**Dataset entries**
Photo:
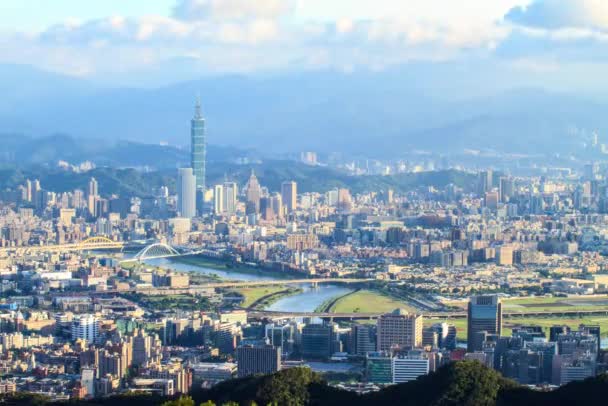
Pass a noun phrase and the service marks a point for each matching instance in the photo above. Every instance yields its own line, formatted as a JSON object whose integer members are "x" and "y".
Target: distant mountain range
{"x": 23, "y": 151}
{"x": 376, "y": 114}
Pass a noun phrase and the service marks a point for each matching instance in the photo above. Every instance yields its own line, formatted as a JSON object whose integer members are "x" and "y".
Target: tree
{"x": 182, "y": 401}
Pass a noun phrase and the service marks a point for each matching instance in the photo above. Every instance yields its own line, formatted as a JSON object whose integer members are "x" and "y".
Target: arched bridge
{"x": 156, "y": 251}
{"x": 90, "y": 244}
{"x": 99, "y": 243}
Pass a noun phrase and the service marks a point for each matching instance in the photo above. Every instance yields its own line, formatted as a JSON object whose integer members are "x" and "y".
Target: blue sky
{"x": 562, "y": 39}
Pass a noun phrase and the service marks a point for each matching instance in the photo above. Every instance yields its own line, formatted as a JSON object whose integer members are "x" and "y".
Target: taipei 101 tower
{"x": 198, "y": 148}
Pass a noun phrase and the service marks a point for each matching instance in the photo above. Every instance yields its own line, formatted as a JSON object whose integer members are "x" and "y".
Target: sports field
{"x": 510, "y": 323}
{"x": 366, "y": 301}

**Exercise goal**
Except for the pictures, give the data again word for word.

**Solution below**
Photo:
Pass a noun phrase and the service marks a point for each matching instance in the photo above. Every instance yields its own line, formatted as a JSON object whose integer members are "x" and "y".
Target: distant mountain range
{"x": 23, "y": 151}
{"x": 376, "y": 114}
Pass a noun phrase and the service marks a point for each matching instance in the photo above. Every instance yields its own line, formatted as a JSON object whose integer members are "x" and "y".
Target: tree
{"x": 182, "y": 401}
Pass a noun phrase and the service marks a point for each matching instance in the photo above. Every instance yields its own line, formatted as a JSON object whose integer members are "x" and "y".
Target: arched bridge
{"x": 156, "y": 251}
{"x": 90, "y": 244}
{"x": 99, "y": 243}
Pass a noun phrase and the service marks a point for each matching instance in the photo above. Every instance yields its own line, formatted as a JSON object whose integer members are "x" and "y".
Target: blue sky
{"x": 562, "y": 39}
Pass a noun phrase and the service marks a point for each matching instance in the photo above. Every instance yields its own line, formatted as a JSON object whose integer members are "x" and "y".
Target: taipei 101 tower
{"x": 198, "y": 148}
Pass a noun phrase and the service marks a point for each matching instance in the photo above. Every instance yields its own line, formatted as a JSON object whose integer members are "x" and "y".
Target: sports field
{"x": 510, "y": 323}
{"x": 366, "y": 301}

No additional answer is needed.